- [Recorded information]:
BEGIN

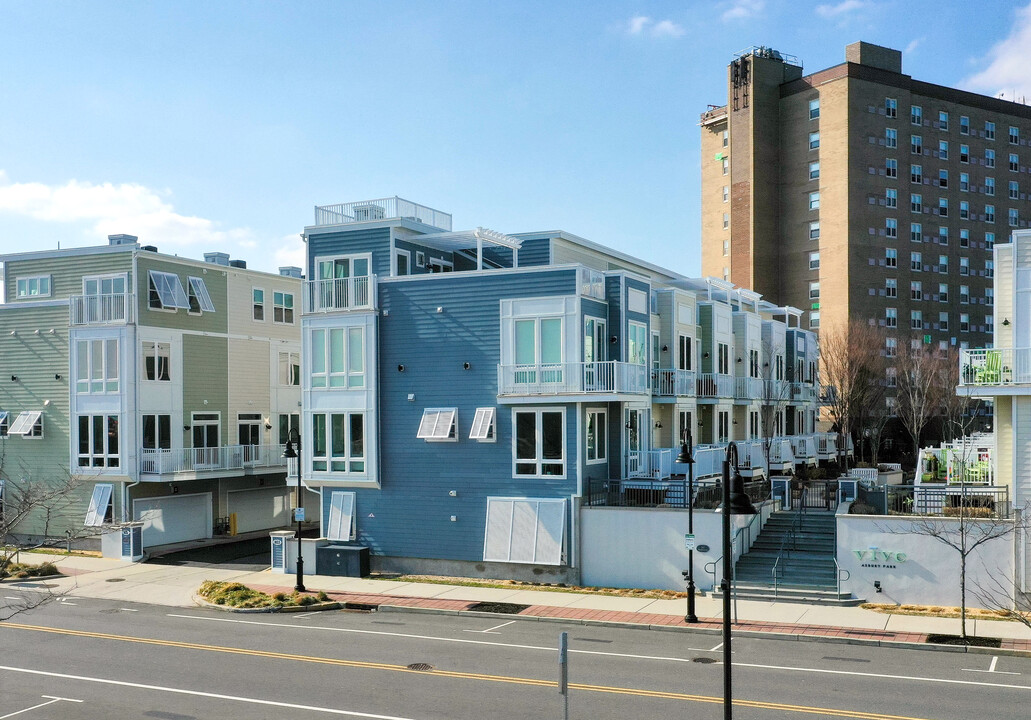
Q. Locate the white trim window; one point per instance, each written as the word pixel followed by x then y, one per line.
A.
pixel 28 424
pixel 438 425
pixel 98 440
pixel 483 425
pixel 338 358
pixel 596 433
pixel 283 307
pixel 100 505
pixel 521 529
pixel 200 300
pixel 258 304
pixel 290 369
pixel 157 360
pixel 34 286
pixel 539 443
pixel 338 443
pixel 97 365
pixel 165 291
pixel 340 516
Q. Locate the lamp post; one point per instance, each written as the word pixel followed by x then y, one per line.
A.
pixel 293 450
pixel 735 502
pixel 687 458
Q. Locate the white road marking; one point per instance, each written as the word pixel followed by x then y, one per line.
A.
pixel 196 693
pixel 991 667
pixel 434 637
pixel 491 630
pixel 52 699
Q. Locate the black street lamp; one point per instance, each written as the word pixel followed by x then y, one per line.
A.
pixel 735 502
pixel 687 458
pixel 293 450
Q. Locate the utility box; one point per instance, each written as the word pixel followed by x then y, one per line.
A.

END
BEGIN

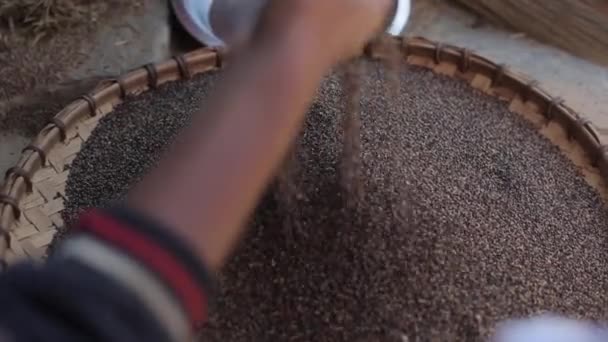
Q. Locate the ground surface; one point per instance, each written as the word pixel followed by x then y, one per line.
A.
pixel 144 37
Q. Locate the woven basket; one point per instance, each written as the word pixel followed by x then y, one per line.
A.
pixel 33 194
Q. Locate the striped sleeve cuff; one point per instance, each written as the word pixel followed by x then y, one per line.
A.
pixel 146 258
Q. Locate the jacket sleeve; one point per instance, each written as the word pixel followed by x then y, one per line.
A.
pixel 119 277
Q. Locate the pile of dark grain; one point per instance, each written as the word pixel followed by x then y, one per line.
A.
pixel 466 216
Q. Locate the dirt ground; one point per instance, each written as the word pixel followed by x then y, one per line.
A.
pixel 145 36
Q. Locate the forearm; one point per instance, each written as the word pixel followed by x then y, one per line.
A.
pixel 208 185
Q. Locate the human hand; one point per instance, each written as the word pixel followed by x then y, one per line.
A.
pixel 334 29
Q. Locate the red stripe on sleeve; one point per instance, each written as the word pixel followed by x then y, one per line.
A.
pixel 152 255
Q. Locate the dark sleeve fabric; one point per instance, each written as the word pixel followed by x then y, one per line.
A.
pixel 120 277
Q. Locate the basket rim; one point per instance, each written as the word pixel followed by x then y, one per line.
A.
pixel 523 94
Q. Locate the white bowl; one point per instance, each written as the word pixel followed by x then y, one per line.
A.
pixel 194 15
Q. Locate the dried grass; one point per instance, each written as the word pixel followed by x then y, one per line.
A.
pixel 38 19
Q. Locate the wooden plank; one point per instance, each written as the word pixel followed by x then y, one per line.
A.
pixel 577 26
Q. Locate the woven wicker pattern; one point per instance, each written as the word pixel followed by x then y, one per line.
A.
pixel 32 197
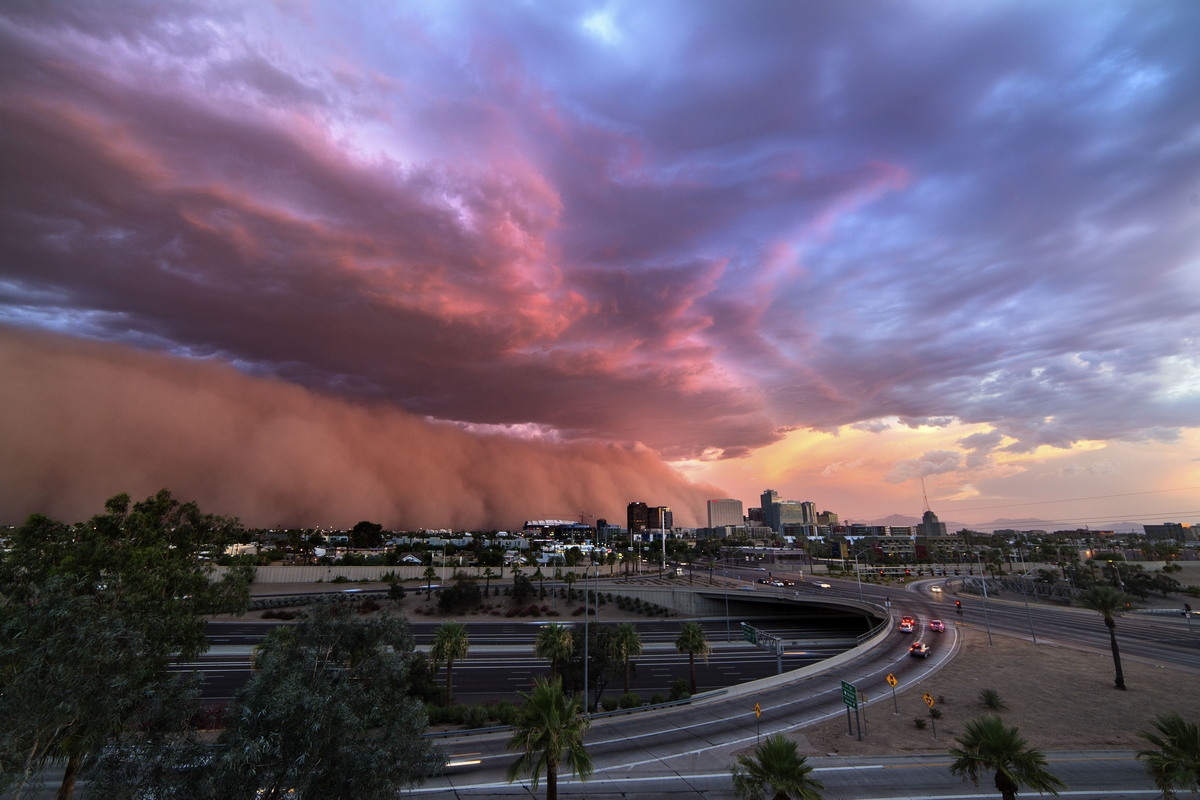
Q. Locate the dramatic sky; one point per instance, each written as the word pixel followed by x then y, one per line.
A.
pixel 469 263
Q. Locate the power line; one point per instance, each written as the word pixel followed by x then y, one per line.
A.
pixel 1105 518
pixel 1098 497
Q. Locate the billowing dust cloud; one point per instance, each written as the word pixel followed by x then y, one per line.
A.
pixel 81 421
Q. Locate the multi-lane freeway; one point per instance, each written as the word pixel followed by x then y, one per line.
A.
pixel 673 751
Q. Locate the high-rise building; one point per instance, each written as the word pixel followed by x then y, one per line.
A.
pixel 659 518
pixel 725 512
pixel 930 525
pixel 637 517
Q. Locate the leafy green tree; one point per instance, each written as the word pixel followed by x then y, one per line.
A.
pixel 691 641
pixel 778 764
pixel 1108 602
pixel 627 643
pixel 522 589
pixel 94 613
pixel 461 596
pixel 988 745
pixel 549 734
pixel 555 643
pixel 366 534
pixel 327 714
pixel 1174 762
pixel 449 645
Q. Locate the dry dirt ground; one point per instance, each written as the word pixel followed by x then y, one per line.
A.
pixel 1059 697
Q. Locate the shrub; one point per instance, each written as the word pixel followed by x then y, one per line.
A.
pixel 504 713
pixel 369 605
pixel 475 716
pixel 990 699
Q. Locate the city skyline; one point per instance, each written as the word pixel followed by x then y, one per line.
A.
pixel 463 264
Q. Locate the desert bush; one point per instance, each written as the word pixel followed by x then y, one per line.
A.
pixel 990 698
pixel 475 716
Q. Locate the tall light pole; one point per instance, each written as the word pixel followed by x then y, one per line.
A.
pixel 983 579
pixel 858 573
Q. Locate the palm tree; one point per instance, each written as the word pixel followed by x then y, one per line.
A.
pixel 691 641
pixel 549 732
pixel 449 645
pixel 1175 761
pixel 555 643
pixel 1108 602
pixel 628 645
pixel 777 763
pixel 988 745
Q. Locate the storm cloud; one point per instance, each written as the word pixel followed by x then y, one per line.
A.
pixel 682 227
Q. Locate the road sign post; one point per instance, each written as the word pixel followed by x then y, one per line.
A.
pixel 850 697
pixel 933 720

END
BEGIN

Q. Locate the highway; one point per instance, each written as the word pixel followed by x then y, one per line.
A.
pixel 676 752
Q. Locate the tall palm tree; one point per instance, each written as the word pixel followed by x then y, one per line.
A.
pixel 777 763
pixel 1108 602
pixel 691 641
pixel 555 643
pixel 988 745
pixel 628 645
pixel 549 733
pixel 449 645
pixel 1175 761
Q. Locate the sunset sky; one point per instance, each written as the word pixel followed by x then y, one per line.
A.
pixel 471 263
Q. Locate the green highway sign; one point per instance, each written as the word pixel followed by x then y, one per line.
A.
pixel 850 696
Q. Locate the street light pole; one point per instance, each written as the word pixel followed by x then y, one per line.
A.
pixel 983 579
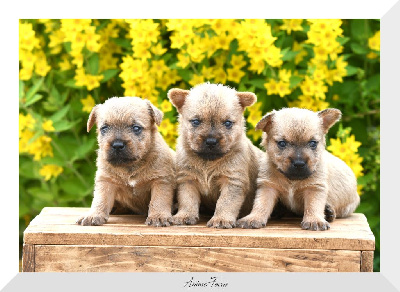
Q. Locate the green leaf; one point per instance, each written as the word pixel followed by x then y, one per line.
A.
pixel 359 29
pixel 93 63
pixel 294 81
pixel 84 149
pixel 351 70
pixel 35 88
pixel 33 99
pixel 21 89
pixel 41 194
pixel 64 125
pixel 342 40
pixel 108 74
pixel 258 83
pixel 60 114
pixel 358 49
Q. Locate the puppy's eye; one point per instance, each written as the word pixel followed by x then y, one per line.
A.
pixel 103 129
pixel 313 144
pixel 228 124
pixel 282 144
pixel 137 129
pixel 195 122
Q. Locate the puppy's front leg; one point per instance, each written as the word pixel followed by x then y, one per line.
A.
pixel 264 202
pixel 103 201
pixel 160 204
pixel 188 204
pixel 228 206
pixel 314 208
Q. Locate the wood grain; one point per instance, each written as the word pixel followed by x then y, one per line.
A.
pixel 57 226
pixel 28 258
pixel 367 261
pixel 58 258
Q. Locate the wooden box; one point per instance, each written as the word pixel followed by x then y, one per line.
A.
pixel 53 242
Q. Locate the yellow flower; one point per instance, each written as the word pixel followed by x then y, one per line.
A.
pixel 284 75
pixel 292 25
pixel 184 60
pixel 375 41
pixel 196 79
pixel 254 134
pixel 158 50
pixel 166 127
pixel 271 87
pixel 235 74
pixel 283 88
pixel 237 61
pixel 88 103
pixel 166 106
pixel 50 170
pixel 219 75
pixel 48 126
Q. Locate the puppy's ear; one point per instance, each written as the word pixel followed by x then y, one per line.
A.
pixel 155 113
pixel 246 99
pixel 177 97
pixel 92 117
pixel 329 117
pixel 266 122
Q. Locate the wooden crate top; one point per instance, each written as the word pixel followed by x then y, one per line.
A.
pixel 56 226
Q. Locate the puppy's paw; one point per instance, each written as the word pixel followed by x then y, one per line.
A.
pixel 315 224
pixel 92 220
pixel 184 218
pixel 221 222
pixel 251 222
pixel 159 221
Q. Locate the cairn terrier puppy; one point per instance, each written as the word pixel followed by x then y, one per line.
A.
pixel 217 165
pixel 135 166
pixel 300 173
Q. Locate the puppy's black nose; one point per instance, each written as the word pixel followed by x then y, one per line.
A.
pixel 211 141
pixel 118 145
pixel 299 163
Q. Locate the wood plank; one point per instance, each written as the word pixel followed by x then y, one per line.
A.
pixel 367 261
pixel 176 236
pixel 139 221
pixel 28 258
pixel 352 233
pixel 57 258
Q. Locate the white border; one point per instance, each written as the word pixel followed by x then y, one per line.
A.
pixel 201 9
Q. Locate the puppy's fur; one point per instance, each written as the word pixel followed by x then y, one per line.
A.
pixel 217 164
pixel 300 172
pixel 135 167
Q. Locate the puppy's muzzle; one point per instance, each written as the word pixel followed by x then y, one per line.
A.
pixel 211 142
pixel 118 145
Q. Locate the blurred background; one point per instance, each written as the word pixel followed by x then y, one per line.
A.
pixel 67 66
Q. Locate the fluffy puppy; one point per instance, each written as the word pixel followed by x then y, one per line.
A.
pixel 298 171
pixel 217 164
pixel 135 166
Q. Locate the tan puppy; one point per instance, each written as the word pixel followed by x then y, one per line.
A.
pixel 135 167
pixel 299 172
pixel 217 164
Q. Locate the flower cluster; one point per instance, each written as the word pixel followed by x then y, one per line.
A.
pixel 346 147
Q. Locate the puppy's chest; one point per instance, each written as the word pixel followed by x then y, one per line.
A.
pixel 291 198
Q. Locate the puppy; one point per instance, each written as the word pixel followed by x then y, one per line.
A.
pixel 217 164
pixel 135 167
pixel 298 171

END

- [Problem]: Wherever the word "flower" appears in the entries above, copy that line.

- [Solution for this task]:
Q. Locate the yellow flower; one point per instance, each written as the word pixel followed by x then y, one per line.
Q. Locate the flower cluster; one point per instance, each written as the word pixel followed by x then y, one per line.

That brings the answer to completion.